# TO DO
The copy you produce must hold every record exactly, and none of the images.

[Records contained in a dataset]
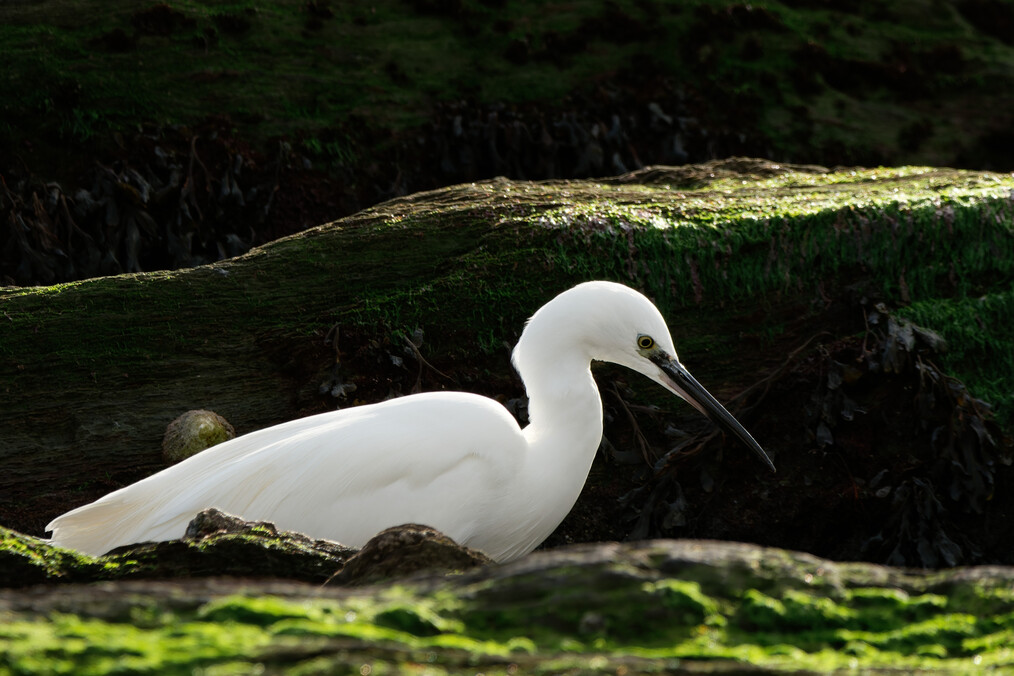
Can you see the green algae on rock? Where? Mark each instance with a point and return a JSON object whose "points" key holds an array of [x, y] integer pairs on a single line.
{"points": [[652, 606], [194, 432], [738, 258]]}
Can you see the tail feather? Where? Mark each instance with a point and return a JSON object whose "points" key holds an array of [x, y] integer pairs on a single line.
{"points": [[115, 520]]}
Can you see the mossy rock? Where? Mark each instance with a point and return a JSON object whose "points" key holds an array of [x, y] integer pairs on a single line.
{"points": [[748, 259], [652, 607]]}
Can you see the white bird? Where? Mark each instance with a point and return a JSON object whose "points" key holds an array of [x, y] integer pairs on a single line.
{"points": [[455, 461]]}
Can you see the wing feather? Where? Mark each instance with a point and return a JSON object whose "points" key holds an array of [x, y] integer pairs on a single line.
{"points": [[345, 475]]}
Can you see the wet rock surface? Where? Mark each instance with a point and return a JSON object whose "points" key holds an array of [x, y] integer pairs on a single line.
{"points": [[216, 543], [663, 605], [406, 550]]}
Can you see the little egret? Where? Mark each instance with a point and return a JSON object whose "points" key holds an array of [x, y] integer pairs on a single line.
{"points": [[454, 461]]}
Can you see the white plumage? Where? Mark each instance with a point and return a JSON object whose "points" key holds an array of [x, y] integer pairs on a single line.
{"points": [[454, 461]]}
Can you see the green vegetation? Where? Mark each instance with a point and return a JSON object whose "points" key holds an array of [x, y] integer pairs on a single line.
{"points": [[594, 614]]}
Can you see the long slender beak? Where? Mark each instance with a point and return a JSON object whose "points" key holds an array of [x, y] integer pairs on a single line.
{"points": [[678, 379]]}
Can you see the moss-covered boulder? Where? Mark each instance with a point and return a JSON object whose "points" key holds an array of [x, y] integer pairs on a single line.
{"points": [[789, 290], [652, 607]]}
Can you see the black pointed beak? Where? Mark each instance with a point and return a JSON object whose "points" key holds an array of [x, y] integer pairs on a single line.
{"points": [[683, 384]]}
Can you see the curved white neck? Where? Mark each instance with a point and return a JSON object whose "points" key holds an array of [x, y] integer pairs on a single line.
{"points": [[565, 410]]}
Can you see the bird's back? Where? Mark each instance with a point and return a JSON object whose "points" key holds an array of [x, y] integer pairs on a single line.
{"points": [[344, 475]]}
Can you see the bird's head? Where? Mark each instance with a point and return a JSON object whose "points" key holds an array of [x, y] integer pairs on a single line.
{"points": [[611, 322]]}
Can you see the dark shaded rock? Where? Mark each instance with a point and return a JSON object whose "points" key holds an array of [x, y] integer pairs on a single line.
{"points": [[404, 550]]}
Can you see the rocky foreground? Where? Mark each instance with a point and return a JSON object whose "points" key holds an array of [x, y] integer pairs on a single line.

# RESPONSE TO THE TASK
Can you see the green algae on rock? Where? Mark each instance with a point and return a JSON object whose "points" key holds an array of [x, y] integer pairs on a single line.
{"points": [[652, 606], [194, 432], [738, 258]]}
Can you see the tail feather? Where? Mark each instance with a point and return a JSON object whose "points" key holds an array of [x, y] integer pairs on a single line.
{"points": [[115, 520]]}
Can you see the mossy rock? Where? Mark each instance with a point and return a JSON object whose "points" key holds an array of [x, y] integer pairs on a single line.
{"points": [[748, 259], [652, 607]]}
Can you see the white bird? Where? Mark each instance with a point and return a JSON object whose "points" key holds an array of [x, y] integer pairs on a single line.
{"points": [[455, 461]]}
Can you see the wing feather? Where? Mark each instance with a point and return a JSON object whose "points" key holds an array of [x, y] integer pairs on a single line.
{"points": [[345, 475]]}
Can you see the wet rock surface? Where? Mark each instance with a point and return a JSON object whose "points" key holds an array of [x, y] integer pairs on a single line.
{"points": [[216, 543], [663, 605], [406, 550]]}
Can you see the little egret? Where? Mark each instance with a point and return a JSON object whose "points" key holds an array of [x, y] integer pairs on a single line.
{"points": [[454, 461]]}
Can you see the white plumage? Where? Mark each instance with a point and return a JSON object whose "points" key holds an array of [x, y] integer pairs on a single line.
{"points": [[454, 461]]}
Can you see the green vegetation? Where? Mark each instance with a point and return a JSON object whose "points" key holds an array of [x, y] integer pairs on a single line.
{"points": [[594, 614]]}
Can you see the long slender beak? Where? Mark each instance with a point and return a JSON object whose "points" key holds an array of [x, y] integer pairs on a single line.
{"points": [[678, 379]]}
Can you see the moss-covered boulder? Where? Mark each instance with a point and return a JSON object whose "points" key holds an array of [x, y] integer pairs on a single line.
{"points": [[789, 290], [652, 607]]}
Can you see the black pointed beak? Where? Mark each instance with a point and return a JSON object whose "points" key holds an array of [x, y] integer pairs on a single line.
{"points": [[683, 384]]}
Can you see the curved white neck? Where? Mark each instance with a point and return a JSON object whose "points" key holds an array of [x, y] integer pairs on a single line.
{"points": [[565, 410]]}
Can you see the bird's back? Where? Mark each instance with a point and return a JSON object whose "points" key holds an array of [x, y] integer pairs on a single line.
{"points": [[344, 475]]}
Can you see the bird's head? Where? Mark each instance with a point and return a JSON object whose "points" key holds an array of [x, y] integer pairs on a single line.
{"points": [[611, 322]]}
Can you see the dark shaded rock? Where? Mark each instance with a point and return a JSON object whose "points" key holds an array of [x, y] integer pairs on a single line.
{"points": [[404, 550]]}
Can you see the rocky foreground? Where? Mark each instance with a point and return a JSON object whose "points" key holds an array of [x, y] integer pairs on a single line.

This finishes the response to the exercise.